▶ **What you will do**: Transcribe the records that follow, keeping every word as it stands.

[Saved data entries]

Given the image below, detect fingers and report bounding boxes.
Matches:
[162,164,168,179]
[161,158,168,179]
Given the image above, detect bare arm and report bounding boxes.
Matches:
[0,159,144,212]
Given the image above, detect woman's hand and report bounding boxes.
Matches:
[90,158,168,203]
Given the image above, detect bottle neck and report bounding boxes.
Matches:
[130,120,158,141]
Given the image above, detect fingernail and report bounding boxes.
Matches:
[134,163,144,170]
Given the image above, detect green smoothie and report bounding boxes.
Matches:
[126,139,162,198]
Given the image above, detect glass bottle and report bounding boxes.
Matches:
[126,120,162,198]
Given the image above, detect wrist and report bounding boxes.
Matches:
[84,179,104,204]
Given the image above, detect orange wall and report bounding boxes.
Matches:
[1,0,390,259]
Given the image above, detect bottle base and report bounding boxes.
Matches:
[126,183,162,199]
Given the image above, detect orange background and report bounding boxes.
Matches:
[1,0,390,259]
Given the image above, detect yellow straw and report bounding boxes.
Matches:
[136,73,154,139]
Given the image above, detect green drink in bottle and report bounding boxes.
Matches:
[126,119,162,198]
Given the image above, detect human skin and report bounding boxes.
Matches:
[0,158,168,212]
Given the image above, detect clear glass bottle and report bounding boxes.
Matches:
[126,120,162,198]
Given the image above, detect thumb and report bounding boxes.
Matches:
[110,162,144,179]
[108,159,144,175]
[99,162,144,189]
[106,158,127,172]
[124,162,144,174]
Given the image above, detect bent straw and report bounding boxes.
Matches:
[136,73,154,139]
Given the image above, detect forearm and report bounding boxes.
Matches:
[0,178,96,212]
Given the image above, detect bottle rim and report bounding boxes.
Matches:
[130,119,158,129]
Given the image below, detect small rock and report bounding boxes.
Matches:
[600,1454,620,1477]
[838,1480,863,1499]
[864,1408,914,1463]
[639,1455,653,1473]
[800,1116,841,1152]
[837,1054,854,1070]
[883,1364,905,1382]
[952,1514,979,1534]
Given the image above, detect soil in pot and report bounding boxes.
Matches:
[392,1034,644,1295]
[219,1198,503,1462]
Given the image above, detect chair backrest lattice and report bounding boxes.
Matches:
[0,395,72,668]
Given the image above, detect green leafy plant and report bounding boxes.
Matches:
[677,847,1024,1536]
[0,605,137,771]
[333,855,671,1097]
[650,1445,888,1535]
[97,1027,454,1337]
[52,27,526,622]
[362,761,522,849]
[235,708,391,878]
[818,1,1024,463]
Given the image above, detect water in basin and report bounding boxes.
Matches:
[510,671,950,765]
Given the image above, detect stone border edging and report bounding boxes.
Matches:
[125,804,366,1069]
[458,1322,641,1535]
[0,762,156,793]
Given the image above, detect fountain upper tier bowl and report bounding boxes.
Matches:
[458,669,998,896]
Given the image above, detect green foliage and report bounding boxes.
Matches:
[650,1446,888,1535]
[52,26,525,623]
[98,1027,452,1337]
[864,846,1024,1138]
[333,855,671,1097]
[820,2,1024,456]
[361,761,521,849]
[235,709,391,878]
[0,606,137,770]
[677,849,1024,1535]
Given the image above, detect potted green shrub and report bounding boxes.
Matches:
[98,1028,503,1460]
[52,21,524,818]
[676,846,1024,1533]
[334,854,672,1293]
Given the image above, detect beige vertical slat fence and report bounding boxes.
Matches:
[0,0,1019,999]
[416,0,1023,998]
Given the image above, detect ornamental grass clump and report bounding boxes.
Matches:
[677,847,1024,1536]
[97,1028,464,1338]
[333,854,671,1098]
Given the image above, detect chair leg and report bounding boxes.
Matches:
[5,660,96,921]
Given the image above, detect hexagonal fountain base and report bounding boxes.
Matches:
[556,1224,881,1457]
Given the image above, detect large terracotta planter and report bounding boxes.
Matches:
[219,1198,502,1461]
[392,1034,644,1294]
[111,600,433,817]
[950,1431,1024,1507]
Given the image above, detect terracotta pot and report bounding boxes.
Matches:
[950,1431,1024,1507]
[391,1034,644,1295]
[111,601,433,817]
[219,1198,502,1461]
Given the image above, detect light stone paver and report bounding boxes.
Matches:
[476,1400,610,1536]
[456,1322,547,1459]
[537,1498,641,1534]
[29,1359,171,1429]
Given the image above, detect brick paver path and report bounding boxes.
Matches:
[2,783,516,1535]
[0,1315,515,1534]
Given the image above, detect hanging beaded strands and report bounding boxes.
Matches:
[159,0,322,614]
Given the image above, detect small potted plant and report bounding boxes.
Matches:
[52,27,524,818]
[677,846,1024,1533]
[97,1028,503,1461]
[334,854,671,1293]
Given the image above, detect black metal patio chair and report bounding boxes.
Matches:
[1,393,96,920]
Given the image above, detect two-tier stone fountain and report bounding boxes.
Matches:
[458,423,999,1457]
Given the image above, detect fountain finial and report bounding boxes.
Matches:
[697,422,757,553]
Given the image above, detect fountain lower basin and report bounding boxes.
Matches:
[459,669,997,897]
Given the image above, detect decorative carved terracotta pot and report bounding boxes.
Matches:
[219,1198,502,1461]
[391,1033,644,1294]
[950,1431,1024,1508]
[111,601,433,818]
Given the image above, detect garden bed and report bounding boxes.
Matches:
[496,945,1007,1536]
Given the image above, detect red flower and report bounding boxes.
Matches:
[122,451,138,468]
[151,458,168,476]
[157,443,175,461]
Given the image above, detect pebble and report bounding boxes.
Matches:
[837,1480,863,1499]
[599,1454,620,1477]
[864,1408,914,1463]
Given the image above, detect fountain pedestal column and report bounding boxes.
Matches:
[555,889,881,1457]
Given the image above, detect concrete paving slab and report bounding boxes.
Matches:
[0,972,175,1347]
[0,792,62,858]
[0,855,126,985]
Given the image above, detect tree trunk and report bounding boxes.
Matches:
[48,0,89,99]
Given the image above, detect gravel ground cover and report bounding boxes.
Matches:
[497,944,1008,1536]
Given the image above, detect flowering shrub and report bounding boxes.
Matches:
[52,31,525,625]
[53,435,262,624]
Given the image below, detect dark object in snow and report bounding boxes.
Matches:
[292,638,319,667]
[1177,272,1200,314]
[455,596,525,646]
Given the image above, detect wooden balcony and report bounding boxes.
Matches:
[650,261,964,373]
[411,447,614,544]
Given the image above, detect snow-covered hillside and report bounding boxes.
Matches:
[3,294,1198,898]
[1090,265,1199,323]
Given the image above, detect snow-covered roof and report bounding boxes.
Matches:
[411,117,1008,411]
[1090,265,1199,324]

▶ **Expected answer**:
Given the image below, detect fingers and report bounding boxes.
Matches:
[162,164,168,179]
[161,158,168,179]
Given the image above, detect bare arm and report bounding boxes.
Matches:
[0,159,144,212]
Given the image above, detect woman's hand and report bounding boxes.
Matches:
[90,158,168,203]
Given the image above, detect bottle neck and report bounding boxes.
Matches:
[130,120,158,141]
Given the image above, detect fingernail and report bounding boxes.
Matches:
[134,163,144,170]
Given the image above, detect green smoothie and report bounding boxes.
Matches:
[126,139,162,198]
Given the image above, detect glass bottle and report bounding boxes.
Matches:
[126,120,162,198]
Given the image above, detect wrist and report bounding boxes.
Matches:
[84,179,104,204]
Given the image above, detect orange wall and report bounding boxes.
Matches:
[1,0,390,259]
Given the image above, detect bottle base and report bounding boxes.
Matches:
[126,183,162,199]
Given the image above, detect orange background and report bounding boxes.
Matches:
[1,0,390,259]
Given the image above, detect yellow straw and report bounding boxes.
Matches:
[136,73,154,139]
Given the image above, detect green drink in bottle and report bounding boxes.
Matches:
[126,119,162,198]
Given the image above, detect human skin and report bounding boxes.
Matches:
[0,158,168,212]
Given the image above, detect clear glass bottle and report bounding boxes.
Matches:
[126,120,162,198]
Given the image above, detect thumb and report bounding boxes.
Matches:
[110,162,144,179]
[108,159,144,175]
[99,162,144,189]
[106,158,127,172]
[124,162,144,174]
Given the image above, detect bent straw and report bounding boxes.
Matches:
[136,73,154,139]
Given the image above, detect forearm and report bounding boxes.
Matches:
[0,178,96,212]
Given the image above, detect bottle rim and report bounding boxes.
Matches:
[130,119,158,129]
Given the image below, detect small rock and report bounding boxes.
Matches:
[600,1454,620,1477]
[838,1480,863,1499]
[864,1408,914,1463]
[639,1455,653,1473]
[800,1116,841,1152]
[837,1054,854,1070]
[883,1364,905,1382]
[952,1514,979,1534]
Given the image above, detect soil in pot and report bounding boxes.
Matches:
[392,1034,644,1295]
[219,1198,503,1462]
Given the image above, detect chair backrest lattice and report bounding boxes.
Matches:
[0,395,72,668]
Given the image above, detect green leafy plant and report bounding boxes.
Matches:
[677,847,1024,1536]
[0,605,137,771]
[333,855,671,1097]
[650,1445,888,1535]
[97,1027,454,1337]
[52,27,526,622]
[362,761,522,849]
[235,708,391,878]
[818,1,1024,463]
Given the image above, detect water in basin and report bounding boxes.
Matches:
[510,671,950,765]
Given the image above, detect stone border edging and report bounding boxes.
Matches:
[125,804,366,1069]
[458,1322,641,1535]
[0,762,156,793]
Given the image above, detect fountain upper tier bowl and report bounding boxes.
Matches:
[458,669,998,896]
Given the image above, detect green foliage and report bounding boxes.
Matches:
[650,1446,888,1535]
[52,26,525,623]
[98,1027,452,1337]
[864,846,1024,1138]
[333,855,671,1097]
[820,2,1024,456]
[361,761,521,849]
[235,709,391,878]
[0,606,137,770]
[677,849,1024,1535]
Given the image above, detect potted green shrub and report bounding boxes.
Matches:
[98,1028,503,1460]
[52,21,524,818]
[676,846,1024,1533]
[334,854,672,1293]
Given the image above, detect beige vertical slat fence and report bounding boxes.
Matches:
[0,0,1019,999]
[416,0,1023,998]
Given the image above, detect ornamental grass clump and report bounding boxes.
Matches:
[677,847,1024,1536]
[97,1028,464,1338]
[333,854,671,1098]
Given the image above, detect chair leg and report bounding boxes.
Matches:
[5,660,96,921]
Given the image above, detect hexagonal fountain base and report bounding boxes.
Matches:
[556,1224,881,1457]
Given the image above, detect large terracotta planter and report bounding boxes.
Matches:
[219,1198,502,1461]
[392,1034,644,1294]
[111,600,433,817]
[950,1431,1024,1507]
Given the image above, detect terracotta pot and report bounding boxes.
Matches:
[950,1431,1024,1507]
[391,1034,644,1295]
[111,601,433,817]
[219,1198,502,1461]
Given the image above, detect light stone paver and report bounding boxes.
Matches:
[476,1400,610,1536]
[456,1322,547,1459]
[537,1498,641,1534]
[29,1359,171,1429]
Given the image above, detect brick paver path and report bounding boxes.
Matches:
[2,783,516,1535]
[0,1315,515,1534]
Given the image above, detect hanging beaded strands and report bounding boxes.
Matches:
[159,0,322,614]
Given the image above, detect small potted plant and report bounding boxes.
Matches:
[52,27,524,818]
[677,846,1024,1533]
[97,1028,503,1461]
[334,854,671,1293]
Given the image above, detect black metal patio chair and report bounding boxes.
Matches:
[1,393,96,920]
Given the image above, detect two-tier stone fountain and report bounding boxes.
Matches:
[458,423,999,1457]
Given the image above, detect fountain finial and report bounding boxes.
Matches:
[697,422,757,553]
Given the image above, detect fountain lower basin and report bounding boxes.
Matches:
[459,669,997,897]
Given the image above, detect decorative carved terracotta pot and report bounding boxes.
Matches:
[219,1198,502,1461]
[391,1033,644,1294]
[950,1431,1024,1508]
[111,601,433,818]
Given the image above, detect garden bed and report bounding boxes.
Matches:
[496,945,1007,1536]
Given the image above, detect red flower and report bounding boxes.
Matches:
[122,451,138,468]
[151,458,168,476]
[157,443,175,461]
Given the image above, detect pebble and report bounding boxes.
Matches:
[837,1480,863,1499]
[599,1454,620,1477]
[864,1408,914,1463]
Given the image above, detect fountain pedestal column and report bounding boxes.
Matches:
[555,889,881,1457]
Given the image above, detect concrete paving slab and report bounding boxes.
Matches:
[0,972,175,1347]
[0,792,62,858]
[0,855,126,985]
Given the image above, detect tree trunk and report bounding boxes.
Matches:
[48,0,89,99]
Given the image above, detect gravel ground cover and report bounding boxes.
Matches:
[497,944,1008,1536]
Given the image above, detect flowering shrub and report bounding boxes.
Matches:
[52,31,525,625]
[53,435,262,624]
Given the image below, detect dark object in snow and report bounding boxes.
Matches:
[292,638,319,667]
[1177,272,1200,314]
[455,596,525,646]
Given the image above, detect wooden balcony and report bounding boxes.
Matches:
[650,261,964,373]
[411,447,614,544]
Given the image above, detect snow-covered hillside and report bounding boxes.
Matches:
[3,294,1198,898]
[1090,265,1199,323]
Given the image above, detect snow-covered roof and report bounding boxes.
Matches:
[411,117,1008,411]
[1090,265,1199,324]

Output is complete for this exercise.